SOURCE
Vindy’s Week 13 Best Bets: Last Week: 1-2 Season: 20-22-1 (.476)
Arizona +9 over ARIZONA STATE, Alabama-Birmingham -5 ½ over EAST CAROLINA, Rice +16 ½ over HOUSTON, UL-MONROE -3 over UL-Lafayette

Wednesday, November 16, 2005

Vindy's Picks Week 12


SURPRISE VISITS THEME OF THE WEEK

CAMP TANGO, Iraq (AP)... Post commanders anticipating the arrival of the Secretary of State at this secret base after reading headlines on a recent edition of Stars & Stripes that screamed "Rice To Drop In on Iraq" were thrown for a loop when several Blackhawk helicopters descended on the camp carrying the Houston-based Owls football team instead! Players hung out briefly with American servicemen and servicewomen, talking about the college pigskin season and tossing footballs with some of the soldiers. Said one member of the 895th Transportation Battalion, "Hey..that’s really cool. I’m grateful. But next time, how ‘bout sendin’....the Longhorns or the Trojans, OK?!!!"

INFORMATION SUPPLIED

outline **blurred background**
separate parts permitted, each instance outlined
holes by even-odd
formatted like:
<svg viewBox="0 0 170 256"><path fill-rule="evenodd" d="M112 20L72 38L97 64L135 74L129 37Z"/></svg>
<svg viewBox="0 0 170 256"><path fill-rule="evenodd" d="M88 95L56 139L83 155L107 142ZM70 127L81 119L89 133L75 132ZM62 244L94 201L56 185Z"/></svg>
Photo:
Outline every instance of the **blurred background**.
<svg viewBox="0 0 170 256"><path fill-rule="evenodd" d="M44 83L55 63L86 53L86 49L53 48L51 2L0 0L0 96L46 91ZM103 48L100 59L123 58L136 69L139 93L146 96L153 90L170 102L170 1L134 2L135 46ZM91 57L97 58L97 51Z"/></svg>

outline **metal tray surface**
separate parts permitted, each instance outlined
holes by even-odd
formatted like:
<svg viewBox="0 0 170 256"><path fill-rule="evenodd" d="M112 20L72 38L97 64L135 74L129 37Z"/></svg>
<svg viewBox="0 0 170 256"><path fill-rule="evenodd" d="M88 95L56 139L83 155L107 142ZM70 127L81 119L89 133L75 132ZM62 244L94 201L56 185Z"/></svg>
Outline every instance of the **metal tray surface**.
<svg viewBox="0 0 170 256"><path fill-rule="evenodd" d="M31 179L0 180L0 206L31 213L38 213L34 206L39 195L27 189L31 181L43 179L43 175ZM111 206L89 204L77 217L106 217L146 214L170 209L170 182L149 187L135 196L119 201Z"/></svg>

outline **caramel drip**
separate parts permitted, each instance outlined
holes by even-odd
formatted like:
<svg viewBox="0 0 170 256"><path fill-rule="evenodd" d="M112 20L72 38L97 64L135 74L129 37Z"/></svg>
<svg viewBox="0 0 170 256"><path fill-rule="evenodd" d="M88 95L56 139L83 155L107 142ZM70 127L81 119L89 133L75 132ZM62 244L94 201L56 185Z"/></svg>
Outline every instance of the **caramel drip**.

OBJECTIVE
Please carry on the college football picks column, starting right after its final sentence.

OUTPUT FOR THIS EXERCISE
Meanwhile back home, England’s Prince Charles and Camilla finished their U.S. tour at a shelter for the homeless and abused in San Francisco, but showing the class for which the Britons are known, the royal couple didn’t depart until shaking hands and getting autographs from each and every player in that 49ers locker room!

After three solid weeks of forecasting by the Vindicator, lines-makers resorted to the dreaded horse-collar and caused the Weber Kid to go 7-11-1 last week (93-94-3, .495 season) despite a 3-0 record going into last Saturday’s games. Hurtling at warp speed toward the double-century mark (100 wins, 100 losses) this week, Vindy presents...

THE WEBER KID’S 2005 WEEK 12 FORECAST

#16 Fresno State over #1 USC taking 24: Have to admit, there hasn’t been much doubt during Trojans’ last three wins. Granted, Bulldogs’ schedule hasn’t been special, but they’ve been appropriately blowing out their opponents. State can (and will) score on Troy’s suspect defense...USC 40 FSU 24

#2 Texas: IDLE (next @ Texas A&M 11/25)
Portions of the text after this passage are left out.